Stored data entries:
━━━━━━━━━━━━━━━━━━━━━━━━━━━━━━
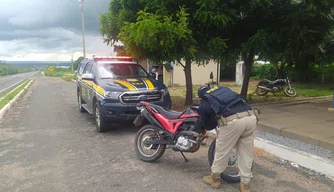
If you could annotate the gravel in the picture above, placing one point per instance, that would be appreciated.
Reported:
(308, 148)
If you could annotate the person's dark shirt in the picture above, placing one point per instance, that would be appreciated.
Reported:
(207, 115)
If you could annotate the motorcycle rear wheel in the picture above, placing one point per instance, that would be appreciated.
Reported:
(231, 178)
(143, 149)
(261, 92)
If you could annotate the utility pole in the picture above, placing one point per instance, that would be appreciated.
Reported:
(83, 28)
(72, 62)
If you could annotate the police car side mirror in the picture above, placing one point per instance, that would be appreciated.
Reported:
(87, 76)
(153, 75)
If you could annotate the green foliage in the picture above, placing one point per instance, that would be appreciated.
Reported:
(6, 69)
(8, 97)
(157, 37)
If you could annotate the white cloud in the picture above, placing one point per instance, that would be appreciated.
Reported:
(49, 30)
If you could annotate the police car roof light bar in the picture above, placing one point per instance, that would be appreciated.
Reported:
(112, 58)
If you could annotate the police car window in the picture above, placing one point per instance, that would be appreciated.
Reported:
(82, 67)
(121, 70)
(88, 68)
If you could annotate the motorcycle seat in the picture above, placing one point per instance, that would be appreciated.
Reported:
(273, 82)
(167, 113)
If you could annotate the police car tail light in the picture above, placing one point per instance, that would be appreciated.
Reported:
(110, 94)
(164, 91)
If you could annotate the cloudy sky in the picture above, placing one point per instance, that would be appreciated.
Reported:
(50, 29)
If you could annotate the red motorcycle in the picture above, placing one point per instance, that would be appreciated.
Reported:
(177, 130)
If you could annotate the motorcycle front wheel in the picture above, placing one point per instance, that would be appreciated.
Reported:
(231, 173)
(290, 92)
(146, 151)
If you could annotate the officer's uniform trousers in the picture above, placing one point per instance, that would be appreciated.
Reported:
(236, 130)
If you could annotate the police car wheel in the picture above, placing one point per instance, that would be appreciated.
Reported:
(101, 123)
(81, 109)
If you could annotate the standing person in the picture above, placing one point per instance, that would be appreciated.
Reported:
(222, 107)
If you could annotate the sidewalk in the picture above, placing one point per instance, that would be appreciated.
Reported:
(310, 122)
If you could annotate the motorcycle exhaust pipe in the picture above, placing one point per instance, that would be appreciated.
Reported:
(259, 86)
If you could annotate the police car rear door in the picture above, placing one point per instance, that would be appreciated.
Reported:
(87, 84)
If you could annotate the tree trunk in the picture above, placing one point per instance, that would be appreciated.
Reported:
(189, 83)
(275, 65)
(281, 72)
(248, 64)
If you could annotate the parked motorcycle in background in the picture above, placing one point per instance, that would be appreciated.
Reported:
(265, 86)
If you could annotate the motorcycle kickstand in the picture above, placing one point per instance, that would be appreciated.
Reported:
(185, 159)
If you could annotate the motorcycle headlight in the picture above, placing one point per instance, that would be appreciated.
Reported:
(113, 95)
(164, 91)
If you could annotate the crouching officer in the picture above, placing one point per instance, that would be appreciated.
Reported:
(222, 107)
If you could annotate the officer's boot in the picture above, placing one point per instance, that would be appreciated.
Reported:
(244, 187)
(213, 180)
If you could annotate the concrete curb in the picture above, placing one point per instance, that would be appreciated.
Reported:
(290, 102)
(11, 103)
(284, 132)
(303, 159)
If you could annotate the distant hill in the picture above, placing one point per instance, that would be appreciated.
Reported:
(37, 64)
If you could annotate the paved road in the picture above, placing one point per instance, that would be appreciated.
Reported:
(47, 145)
(9, 81)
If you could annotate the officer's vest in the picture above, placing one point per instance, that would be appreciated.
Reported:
(222, 99)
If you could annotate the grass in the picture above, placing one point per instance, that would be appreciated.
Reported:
(65, 74)
(303, 91)
(9, 97)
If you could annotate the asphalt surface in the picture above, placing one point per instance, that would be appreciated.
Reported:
(6, 82)
(47, 145)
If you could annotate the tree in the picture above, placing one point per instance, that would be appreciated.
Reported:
(77, 62)
(119, 49)
(164, 31)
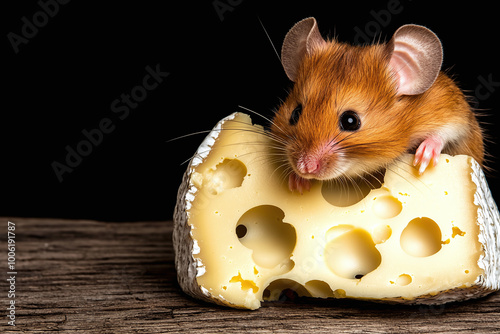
━━━━━━━━━━━━━━━━━━━━━━━━━━━━━━
#### [Exercise instructions]
Your task is a word-for-word transcription of the entries, leaving out all pictures.

#### [Response for this exercise]
If you could annotate the gravel in the picture above, placing one point per instance, that would be appreciated.
Reported:
(308, 148)
If you could annotate the person's dark shirt in the picture above, placing one point per instance, that would be appreciated.
Reported:
(207, 115)
If you could annotate the motorcycle rear wheel in the picture above, placing one point per instance, that would be appreciated.
Reported:
(231, 178)
(143, 149)
(261, 92)
If you could annotate the utility pole in the picture above, placing one point per instance, that would be appreciated.
Reported:
(83, 28)
(72, 62)
If you could annotate the police car side mirror in the picture above, placing one point per instance, that would be appreciated.
Reported:
(87, 76)
(153, 75)
If you could annotate the green foliage in the picture above, placing one point per instance, that would be appreciated.
Reported:
(6, 69)
(8, 97)
(157, 37)
If you could annotate the white cloud in the picture above, placing one point per instance, that would be appreciated.
Reported:
(49, 30)
If you could annotate the police car roof light bar in the picture above, placing one point per instance, that would be appreciated.
Reported:
(112, 58)
If you could annotate the police car window in the picture above, placing one point per instance, that would be appreciated.
Reported:
(82, 67)
(121, 70)
(88, 68)
If you could annotate the motorcycle seat in the picture above, placing one point per instance, that would be appreciated.
Reported:
(273, 82)
(167, 113)
If you could annotate the police car tail light in the picture above, placing one point per instance, that would be appreciated.
Reported:
(110, 94)
(164, 91)
If you could annotate the cloudy sky in the picture above, placing one point per instance, that would be appreciated.
Reported:
(50, 29)
If you could annotate the red motorcycle in the picture above, placing one point per instance, that would be appreciated.
Reported:
(177, 130)
If you could annotate the motorcycle front wheel in the picture above, placing one point per instance, that would be appreciated.
Reported:
(231, 173)
(290, 92)
(146, 151)
If you could annotate the officer's uniform trousers in the picture above, placing one point per instance, that would be appreciated.
Reported:
(236, 130)
If you could annotate the police car wheel in the picture above, placing one point per instance, that would be appreciated.
Reported:
(101, 123)
(81, 109)
If you could annotate the standing person in the picture above, placing one point per instance, that would be appreciated.
Reported:
(222, 107)
If you could annotate the sidewalk in the picture above, placing one point per instance, that would be appreciated.
Reported:
(310, 122)
If you could annotate the motorcycle exhaust pipe in the picture above, placing one point per instance, that would be appreciated.
Reported:
(259, 86)
If you could annotate the police car rear door in the picture above, placing one point per instance, that would be appreciated.
Reported:
(87, 84)
If you could annotate the tree trunk in the picture above, placing one point per instance, that would be appreciated.
Reported:
(189, 83)
(275, 65)
(281, 72)
(248, 64)
If you could annotate the parked motorcycle in background in the picture above, placing one point per instance, that would be appreciated.
Reported:
(265, 86)
If you could annotate the motorcycle kickstand in the picture above, placing one point per instance, that would be appreciated.
Reported:
(185, 159)
If you could annotate the motorcycle headlight in the picture above, placing one point per instance, that would be appreciated.
Reported:
(113, 95)
(164, 91)
If you could annotate the crouching officer in the picture above, placing one point per instance, that would be appreciated.
Reported:
(222, 107)
If you could annotate the officer's boot in the picture above, placing one point per instance, that would be appreciated.
Reported:
(244, 187)
(213, 180)
If you could annotate the concrete curb in the picture above, placing one point per instance, that would be appreciated.
Reported:
(290, 102)
(11, 103)
(284, 132)
(303, 159)
If you could annotate the distant hill in the picture above, placing one point per instance, that would be appreciated.
Reported:
(37, 64)
If you could annotate the paved road in the picture above, placing one point per instance, that would be appreciated.
Reported:
(47, 145)
(9, 81)
If you could annotate the officer's vest in the picture above, placing one point per instance, that would be appreciated.
Reported:
(222, 99)
If you could annotate the grass in the picture above, placing one point per instance, that would be appreciated.
Reported:
(65, 74)
(303, 91)
(9, 97)
If you could annotate the asphalt surface in the picture above, placing one point per instance, that would be appreciated.
Reported:
(6, 82)
(47, 145)
If you could annotate the tree in the picture above, placing one point per instance, that would be appreciated.
Reported:
(77, 62)
(119, 49)
(164, 31)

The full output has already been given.